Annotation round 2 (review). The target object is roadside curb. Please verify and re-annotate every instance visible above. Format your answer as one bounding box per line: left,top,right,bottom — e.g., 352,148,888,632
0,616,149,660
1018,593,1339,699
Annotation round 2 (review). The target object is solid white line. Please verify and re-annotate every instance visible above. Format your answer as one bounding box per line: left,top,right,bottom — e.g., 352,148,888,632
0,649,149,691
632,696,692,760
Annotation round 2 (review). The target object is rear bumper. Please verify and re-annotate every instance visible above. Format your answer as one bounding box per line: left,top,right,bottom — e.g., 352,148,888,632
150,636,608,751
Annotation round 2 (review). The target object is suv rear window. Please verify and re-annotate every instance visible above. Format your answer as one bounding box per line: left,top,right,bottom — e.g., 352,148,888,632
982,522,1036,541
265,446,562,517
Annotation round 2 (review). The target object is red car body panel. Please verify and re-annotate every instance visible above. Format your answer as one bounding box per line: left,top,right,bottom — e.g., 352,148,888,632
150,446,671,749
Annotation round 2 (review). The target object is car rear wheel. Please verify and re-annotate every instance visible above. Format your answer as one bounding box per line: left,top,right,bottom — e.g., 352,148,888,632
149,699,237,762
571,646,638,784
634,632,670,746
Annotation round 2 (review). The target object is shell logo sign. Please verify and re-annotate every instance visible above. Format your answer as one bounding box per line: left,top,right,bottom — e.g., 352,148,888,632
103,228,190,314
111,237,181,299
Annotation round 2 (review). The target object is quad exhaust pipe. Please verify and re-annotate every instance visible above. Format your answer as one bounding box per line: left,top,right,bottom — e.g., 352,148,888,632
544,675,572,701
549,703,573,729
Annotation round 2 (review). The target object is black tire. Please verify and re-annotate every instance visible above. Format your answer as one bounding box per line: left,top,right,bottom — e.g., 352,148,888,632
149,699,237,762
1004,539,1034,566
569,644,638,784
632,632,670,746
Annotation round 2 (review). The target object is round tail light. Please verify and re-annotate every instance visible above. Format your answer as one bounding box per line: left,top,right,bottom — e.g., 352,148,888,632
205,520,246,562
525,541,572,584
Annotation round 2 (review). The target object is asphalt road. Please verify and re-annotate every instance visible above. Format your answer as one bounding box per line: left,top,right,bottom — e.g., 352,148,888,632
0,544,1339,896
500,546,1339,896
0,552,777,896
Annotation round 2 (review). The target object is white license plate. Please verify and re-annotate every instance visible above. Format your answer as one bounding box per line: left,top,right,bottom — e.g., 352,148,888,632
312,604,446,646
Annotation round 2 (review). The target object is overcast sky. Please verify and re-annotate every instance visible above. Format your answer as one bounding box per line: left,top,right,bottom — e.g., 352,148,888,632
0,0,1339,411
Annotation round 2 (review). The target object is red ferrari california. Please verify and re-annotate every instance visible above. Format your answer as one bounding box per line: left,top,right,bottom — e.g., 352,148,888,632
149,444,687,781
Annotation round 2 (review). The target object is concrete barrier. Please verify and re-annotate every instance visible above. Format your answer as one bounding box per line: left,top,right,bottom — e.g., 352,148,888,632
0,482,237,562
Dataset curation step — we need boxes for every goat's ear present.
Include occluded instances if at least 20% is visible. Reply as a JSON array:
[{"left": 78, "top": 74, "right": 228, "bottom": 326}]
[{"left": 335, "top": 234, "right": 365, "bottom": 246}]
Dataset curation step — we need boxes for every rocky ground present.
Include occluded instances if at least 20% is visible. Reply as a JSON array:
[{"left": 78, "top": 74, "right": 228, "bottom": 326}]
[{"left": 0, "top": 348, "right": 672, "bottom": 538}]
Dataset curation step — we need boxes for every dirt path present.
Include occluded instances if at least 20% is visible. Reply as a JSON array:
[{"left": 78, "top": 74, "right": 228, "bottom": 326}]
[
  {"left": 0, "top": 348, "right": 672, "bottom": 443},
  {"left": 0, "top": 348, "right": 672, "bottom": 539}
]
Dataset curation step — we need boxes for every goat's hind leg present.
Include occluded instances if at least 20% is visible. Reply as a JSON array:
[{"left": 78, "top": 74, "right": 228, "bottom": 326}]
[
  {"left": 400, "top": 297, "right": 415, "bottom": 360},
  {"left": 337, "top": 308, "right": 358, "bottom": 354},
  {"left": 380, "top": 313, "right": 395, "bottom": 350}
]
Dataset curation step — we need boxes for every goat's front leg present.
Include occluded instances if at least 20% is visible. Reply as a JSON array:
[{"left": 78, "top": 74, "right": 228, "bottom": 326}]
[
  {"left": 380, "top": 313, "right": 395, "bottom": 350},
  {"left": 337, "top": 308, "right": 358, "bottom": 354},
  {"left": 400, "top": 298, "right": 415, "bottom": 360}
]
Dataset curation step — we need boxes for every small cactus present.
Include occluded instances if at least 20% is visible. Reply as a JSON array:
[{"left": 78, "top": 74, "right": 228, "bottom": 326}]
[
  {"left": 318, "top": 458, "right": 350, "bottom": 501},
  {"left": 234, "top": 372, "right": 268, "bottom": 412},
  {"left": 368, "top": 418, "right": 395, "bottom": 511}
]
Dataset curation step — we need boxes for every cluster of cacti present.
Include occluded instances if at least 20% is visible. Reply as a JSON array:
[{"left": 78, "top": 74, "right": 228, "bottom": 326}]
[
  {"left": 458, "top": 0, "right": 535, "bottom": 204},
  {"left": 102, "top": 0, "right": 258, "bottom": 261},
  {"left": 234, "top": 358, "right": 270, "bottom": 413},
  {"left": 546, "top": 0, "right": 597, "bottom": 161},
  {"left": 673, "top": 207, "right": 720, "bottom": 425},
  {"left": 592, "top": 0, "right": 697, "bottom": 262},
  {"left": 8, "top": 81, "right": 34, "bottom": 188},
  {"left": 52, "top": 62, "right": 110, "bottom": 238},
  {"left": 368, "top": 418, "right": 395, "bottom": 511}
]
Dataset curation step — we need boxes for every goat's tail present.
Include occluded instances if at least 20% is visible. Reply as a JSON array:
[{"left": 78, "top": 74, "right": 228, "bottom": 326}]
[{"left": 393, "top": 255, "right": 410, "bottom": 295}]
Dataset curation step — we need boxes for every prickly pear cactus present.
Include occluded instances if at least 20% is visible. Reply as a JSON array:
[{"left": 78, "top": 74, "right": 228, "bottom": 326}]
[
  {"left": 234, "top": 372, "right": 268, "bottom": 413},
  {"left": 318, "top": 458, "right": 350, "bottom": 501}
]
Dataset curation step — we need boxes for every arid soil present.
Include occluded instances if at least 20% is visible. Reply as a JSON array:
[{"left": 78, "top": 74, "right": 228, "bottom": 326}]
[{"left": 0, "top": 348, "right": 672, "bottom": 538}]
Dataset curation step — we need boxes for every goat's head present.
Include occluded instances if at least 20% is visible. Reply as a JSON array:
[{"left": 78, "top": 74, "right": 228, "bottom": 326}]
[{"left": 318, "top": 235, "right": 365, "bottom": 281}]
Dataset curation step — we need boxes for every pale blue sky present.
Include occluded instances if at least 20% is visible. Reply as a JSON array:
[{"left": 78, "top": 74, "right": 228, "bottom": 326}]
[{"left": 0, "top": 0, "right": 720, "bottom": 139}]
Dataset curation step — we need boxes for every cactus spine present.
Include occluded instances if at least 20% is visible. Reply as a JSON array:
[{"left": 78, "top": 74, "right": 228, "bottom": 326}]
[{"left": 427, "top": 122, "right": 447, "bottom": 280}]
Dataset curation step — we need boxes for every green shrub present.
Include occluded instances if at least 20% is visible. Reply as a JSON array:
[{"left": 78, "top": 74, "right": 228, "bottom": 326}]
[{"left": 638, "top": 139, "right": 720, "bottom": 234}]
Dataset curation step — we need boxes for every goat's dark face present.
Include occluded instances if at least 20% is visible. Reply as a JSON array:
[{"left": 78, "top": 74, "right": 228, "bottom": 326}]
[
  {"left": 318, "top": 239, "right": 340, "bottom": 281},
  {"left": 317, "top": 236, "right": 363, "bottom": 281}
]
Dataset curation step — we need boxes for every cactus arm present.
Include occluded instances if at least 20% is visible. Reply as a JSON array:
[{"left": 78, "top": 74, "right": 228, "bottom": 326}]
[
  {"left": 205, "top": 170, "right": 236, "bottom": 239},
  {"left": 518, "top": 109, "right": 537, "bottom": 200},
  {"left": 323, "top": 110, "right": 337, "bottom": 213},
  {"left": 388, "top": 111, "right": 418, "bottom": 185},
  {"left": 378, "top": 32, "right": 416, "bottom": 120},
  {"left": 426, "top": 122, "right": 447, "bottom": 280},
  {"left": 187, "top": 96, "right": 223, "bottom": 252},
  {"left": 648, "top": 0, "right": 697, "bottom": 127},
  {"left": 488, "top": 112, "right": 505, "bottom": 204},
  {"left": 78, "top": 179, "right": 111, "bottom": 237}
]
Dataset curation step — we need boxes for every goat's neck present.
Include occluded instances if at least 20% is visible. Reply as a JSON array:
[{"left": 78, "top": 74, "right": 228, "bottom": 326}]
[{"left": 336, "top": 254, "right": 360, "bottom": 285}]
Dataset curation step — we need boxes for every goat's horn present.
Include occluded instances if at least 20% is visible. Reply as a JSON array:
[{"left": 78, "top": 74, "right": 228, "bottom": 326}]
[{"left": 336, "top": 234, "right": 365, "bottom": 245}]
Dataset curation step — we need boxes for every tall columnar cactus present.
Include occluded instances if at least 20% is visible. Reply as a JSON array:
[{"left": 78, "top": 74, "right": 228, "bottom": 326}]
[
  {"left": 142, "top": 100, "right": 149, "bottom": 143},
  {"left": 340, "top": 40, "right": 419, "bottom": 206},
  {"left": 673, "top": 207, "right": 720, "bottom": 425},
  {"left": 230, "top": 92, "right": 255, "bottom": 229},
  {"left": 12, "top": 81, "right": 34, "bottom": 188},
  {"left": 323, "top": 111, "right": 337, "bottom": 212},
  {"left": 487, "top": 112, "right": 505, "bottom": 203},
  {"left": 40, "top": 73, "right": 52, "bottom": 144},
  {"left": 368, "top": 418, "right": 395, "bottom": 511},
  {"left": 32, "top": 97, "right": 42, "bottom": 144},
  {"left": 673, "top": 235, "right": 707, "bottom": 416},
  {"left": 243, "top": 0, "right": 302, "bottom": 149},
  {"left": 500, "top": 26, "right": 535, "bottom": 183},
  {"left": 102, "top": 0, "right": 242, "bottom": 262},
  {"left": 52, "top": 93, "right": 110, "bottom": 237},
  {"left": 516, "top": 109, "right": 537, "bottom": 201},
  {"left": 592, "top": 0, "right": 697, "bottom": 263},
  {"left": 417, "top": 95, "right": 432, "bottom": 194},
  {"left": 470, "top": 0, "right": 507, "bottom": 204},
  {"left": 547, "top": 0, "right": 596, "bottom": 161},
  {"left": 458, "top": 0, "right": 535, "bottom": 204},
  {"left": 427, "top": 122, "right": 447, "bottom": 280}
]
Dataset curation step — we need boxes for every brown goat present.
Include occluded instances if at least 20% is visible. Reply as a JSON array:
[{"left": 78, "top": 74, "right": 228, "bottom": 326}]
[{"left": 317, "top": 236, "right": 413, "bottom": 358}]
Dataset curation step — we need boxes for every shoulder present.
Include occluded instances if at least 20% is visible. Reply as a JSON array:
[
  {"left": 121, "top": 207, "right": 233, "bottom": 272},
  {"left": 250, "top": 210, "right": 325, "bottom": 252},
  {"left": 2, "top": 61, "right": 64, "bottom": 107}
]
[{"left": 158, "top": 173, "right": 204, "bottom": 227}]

▬▬▬▬▬▬

Task prompt
Render the lines from the one containing "Annotation round 2 (review). The target object is concrete" through the one containing "0,482,237,562", both included, as a numbered list, omitting any blank lines.

Correct answer
1. Annotation round 2 (review). The target object is concrete barrier. Please verify and re-annotate every instance visible above. Format your answer as one bounding box per line: left,top,right,bottom — e.g., 352,148,888,632
2. 0,482,237,562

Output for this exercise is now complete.